Your assignment —
Copy every line of the records that includes the word "concrete".
[Data for this exercise — start]
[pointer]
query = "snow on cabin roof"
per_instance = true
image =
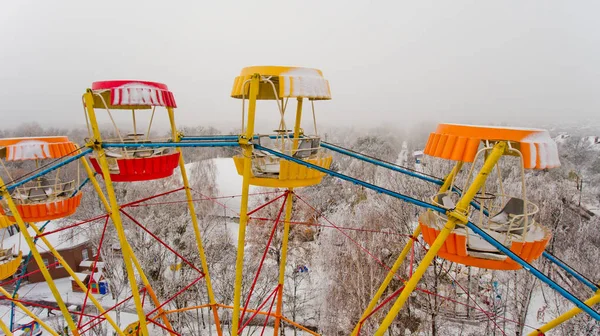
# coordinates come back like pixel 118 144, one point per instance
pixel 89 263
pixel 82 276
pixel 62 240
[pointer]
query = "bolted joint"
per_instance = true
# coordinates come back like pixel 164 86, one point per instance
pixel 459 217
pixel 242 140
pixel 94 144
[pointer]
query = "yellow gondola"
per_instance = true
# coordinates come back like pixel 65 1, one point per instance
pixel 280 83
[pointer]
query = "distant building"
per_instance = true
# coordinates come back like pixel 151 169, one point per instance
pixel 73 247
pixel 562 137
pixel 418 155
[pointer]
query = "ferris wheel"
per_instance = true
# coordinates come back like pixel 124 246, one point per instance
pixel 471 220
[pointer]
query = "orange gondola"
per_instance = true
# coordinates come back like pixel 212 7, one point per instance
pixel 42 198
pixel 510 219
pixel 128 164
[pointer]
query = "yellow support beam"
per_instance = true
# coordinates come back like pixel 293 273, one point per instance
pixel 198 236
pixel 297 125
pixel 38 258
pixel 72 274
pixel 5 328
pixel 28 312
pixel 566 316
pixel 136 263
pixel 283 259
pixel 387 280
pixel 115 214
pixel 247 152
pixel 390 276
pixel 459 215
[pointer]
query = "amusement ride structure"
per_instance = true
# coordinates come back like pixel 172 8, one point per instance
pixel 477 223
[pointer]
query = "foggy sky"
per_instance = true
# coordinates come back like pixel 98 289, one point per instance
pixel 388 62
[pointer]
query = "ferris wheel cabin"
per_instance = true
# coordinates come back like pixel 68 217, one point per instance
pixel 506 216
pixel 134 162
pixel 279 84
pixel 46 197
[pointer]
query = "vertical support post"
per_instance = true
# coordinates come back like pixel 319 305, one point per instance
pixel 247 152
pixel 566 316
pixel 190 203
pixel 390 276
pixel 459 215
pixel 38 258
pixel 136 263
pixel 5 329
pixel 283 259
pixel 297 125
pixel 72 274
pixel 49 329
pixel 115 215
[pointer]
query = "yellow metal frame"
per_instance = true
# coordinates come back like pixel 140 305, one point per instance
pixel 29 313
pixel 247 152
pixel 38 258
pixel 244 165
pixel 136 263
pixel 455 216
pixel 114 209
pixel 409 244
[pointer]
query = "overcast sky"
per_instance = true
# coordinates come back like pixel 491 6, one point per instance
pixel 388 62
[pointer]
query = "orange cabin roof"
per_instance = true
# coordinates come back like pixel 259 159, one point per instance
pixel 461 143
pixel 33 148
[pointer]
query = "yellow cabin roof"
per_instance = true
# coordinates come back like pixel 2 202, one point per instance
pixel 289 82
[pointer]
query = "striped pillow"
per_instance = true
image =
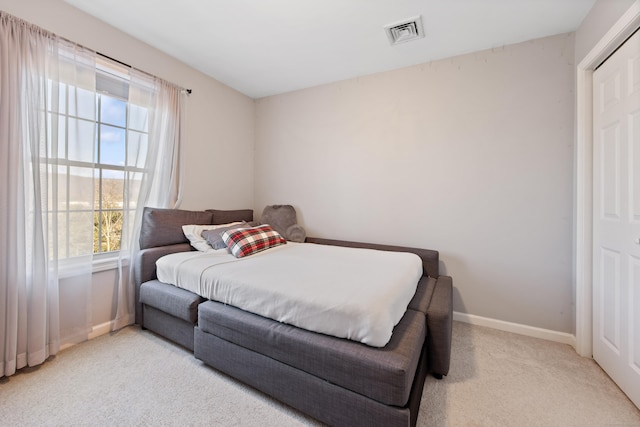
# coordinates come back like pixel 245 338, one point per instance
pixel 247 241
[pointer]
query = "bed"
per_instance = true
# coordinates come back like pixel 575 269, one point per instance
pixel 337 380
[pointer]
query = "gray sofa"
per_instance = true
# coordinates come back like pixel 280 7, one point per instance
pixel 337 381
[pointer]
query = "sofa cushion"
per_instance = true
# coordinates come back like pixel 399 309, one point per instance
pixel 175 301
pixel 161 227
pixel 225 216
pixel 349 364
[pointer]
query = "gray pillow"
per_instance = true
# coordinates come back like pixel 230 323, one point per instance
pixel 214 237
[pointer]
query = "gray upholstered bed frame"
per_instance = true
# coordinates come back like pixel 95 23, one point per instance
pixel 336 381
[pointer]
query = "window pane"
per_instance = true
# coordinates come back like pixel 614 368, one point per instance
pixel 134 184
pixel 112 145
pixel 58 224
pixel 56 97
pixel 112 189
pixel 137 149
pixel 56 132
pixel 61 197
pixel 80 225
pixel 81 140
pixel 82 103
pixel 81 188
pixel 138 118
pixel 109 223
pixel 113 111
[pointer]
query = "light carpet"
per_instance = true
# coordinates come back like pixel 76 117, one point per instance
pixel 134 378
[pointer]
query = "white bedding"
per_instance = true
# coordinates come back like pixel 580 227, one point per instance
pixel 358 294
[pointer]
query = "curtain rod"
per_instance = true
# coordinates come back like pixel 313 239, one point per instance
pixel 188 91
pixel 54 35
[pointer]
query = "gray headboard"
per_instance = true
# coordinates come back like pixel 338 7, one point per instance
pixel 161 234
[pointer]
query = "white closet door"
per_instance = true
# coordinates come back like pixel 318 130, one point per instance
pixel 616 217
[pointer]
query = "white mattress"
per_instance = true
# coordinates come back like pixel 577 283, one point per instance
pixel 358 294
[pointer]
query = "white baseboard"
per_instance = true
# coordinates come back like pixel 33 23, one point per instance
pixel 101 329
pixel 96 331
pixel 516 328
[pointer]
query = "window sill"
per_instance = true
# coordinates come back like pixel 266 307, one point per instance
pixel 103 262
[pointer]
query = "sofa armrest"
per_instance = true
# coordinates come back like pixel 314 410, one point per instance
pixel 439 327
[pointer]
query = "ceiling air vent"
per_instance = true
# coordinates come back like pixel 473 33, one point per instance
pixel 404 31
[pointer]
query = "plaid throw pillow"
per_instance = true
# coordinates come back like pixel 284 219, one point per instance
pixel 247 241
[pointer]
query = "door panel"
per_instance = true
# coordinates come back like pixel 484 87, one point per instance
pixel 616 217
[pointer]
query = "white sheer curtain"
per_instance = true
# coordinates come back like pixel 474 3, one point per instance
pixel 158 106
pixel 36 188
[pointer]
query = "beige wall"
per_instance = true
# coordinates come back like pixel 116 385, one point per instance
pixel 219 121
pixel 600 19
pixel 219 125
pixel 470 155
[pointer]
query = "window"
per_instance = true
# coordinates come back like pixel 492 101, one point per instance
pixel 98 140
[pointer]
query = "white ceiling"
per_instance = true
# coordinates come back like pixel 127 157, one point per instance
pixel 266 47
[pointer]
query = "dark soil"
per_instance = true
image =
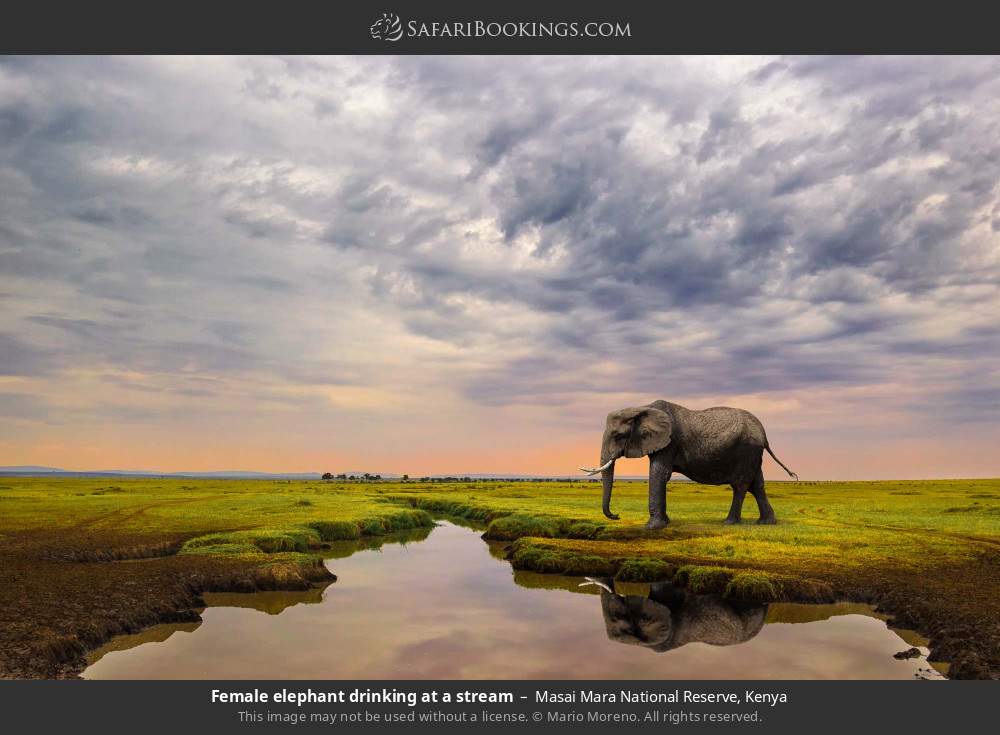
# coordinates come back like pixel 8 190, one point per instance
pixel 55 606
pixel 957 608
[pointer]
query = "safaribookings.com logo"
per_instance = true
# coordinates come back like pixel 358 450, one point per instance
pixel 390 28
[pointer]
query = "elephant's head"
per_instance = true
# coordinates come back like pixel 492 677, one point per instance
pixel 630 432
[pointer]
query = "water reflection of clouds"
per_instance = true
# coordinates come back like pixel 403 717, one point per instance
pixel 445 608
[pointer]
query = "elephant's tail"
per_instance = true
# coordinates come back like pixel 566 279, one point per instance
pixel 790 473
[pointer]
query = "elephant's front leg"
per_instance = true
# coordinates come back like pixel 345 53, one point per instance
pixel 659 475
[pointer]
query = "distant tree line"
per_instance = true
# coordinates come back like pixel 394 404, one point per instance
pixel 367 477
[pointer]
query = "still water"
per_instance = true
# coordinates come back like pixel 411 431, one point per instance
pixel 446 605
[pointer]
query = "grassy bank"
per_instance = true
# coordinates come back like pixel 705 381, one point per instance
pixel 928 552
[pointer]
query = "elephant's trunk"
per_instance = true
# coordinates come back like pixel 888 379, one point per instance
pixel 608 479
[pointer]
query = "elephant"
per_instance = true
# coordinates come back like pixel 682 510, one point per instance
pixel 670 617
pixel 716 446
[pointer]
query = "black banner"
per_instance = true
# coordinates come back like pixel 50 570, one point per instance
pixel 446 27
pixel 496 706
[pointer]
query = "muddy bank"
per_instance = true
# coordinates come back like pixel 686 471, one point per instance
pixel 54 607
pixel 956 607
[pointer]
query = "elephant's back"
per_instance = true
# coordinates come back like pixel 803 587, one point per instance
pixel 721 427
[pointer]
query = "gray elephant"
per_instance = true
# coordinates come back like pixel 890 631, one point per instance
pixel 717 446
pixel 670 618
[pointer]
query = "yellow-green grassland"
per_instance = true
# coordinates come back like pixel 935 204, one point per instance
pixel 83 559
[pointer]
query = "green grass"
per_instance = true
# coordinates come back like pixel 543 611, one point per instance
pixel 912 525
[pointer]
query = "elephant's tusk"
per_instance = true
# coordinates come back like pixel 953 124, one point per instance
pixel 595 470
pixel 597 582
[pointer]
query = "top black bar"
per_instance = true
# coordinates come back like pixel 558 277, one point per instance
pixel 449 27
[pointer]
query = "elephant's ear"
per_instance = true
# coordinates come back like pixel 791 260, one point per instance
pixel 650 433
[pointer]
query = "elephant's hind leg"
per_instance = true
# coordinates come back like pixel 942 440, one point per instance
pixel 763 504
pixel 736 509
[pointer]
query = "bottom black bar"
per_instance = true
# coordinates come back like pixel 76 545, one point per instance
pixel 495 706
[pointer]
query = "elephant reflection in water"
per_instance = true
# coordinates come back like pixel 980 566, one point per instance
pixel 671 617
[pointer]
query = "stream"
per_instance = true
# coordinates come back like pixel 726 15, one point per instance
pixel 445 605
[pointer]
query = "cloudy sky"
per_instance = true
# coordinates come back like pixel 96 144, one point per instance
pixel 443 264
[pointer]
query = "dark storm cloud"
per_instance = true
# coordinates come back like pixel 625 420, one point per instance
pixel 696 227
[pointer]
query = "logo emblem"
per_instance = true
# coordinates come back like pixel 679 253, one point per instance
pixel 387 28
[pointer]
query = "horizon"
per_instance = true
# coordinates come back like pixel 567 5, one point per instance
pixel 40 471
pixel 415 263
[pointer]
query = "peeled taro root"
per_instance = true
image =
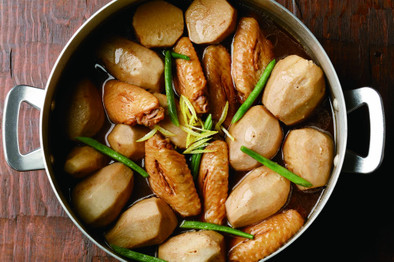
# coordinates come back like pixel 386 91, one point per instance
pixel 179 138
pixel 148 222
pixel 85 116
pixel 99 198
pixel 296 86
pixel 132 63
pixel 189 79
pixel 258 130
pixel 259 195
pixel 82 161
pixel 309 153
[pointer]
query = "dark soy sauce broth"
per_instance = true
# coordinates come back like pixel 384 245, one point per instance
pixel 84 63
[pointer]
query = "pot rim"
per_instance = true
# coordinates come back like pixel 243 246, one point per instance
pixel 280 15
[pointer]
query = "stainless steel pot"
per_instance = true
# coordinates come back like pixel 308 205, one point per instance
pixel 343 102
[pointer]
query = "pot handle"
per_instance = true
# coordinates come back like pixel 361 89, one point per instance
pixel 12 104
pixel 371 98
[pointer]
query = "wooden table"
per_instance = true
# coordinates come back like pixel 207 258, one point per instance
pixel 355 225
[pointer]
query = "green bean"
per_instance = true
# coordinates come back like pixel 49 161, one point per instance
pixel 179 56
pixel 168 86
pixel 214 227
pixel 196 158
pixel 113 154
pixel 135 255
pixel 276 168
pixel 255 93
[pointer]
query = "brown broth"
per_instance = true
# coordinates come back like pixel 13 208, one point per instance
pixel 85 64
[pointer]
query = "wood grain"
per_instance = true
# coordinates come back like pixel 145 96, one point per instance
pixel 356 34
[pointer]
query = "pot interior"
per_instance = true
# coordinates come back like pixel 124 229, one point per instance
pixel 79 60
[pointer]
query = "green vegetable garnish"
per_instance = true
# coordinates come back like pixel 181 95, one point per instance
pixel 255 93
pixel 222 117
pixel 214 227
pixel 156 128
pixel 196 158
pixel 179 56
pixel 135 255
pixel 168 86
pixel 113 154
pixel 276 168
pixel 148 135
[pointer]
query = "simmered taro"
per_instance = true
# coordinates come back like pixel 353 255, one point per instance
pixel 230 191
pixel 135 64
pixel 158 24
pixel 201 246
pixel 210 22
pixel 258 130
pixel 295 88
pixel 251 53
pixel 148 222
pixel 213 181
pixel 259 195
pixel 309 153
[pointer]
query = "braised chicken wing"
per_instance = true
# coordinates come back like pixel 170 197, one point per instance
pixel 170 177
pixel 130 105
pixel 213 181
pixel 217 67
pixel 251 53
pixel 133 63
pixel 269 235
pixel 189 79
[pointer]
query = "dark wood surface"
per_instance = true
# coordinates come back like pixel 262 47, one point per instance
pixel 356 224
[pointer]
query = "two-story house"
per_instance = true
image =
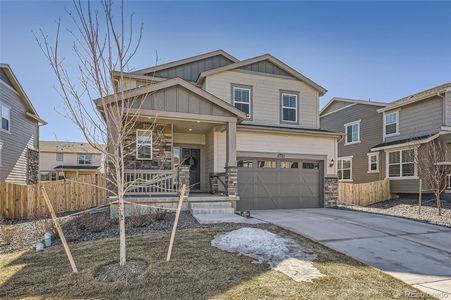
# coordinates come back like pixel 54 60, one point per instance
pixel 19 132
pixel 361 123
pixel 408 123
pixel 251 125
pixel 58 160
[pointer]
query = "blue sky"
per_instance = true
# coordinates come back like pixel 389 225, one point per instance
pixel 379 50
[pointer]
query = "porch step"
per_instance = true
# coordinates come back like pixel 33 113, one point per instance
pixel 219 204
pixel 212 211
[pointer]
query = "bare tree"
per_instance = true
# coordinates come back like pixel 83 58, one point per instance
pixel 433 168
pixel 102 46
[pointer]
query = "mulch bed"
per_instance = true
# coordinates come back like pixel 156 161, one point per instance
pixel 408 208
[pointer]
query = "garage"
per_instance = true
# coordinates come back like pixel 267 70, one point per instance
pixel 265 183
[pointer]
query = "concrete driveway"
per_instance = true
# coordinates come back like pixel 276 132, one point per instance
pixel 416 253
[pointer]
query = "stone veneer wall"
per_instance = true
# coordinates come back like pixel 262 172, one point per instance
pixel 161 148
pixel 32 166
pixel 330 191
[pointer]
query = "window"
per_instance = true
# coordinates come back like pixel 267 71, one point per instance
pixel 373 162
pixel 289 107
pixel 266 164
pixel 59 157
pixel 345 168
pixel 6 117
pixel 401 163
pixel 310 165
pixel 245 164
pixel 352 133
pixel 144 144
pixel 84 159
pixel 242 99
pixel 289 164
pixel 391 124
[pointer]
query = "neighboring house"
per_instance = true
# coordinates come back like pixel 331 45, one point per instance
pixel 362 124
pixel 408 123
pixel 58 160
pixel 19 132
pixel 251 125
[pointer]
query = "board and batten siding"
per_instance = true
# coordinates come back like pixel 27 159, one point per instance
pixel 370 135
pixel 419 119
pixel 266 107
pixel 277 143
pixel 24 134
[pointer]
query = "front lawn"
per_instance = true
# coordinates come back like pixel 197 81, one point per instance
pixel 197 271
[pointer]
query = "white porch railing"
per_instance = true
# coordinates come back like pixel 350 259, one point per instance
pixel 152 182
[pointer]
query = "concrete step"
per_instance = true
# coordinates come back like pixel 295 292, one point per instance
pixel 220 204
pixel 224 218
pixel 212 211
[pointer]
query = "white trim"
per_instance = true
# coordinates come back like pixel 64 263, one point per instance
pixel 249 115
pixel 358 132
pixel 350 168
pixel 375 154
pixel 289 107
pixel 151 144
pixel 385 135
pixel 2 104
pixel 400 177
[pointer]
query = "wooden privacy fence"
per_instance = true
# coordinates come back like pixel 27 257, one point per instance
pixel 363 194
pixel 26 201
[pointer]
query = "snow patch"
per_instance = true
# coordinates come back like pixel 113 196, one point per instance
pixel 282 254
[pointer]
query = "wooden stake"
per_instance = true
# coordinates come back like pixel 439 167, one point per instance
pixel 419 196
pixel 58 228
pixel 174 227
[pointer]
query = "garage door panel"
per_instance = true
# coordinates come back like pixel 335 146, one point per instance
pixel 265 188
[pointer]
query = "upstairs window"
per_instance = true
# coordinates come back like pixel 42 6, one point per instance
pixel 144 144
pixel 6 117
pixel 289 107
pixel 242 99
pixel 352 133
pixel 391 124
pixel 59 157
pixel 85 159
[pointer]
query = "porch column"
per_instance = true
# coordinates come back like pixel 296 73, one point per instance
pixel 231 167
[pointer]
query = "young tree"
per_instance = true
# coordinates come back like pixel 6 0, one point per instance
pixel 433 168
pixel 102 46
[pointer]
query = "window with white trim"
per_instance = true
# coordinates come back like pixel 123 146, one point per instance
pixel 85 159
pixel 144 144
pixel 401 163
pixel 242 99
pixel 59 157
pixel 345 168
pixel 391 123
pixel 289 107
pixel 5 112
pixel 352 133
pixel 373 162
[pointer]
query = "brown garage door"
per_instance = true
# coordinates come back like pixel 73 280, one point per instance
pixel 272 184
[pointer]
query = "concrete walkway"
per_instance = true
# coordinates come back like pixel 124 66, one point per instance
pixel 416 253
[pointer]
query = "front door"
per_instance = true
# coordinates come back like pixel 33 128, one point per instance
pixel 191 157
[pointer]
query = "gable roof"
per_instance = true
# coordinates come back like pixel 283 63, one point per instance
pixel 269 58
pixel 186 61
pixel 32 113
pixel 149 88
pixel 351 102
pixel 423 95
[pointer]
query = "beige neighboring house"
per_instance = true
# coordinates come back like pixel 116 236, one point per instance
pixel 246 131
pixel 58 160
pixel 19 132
[Data for this exercise — finish]
Output —
query = "concrete driveway"
query = "concrete step"
query = "concrete walkway"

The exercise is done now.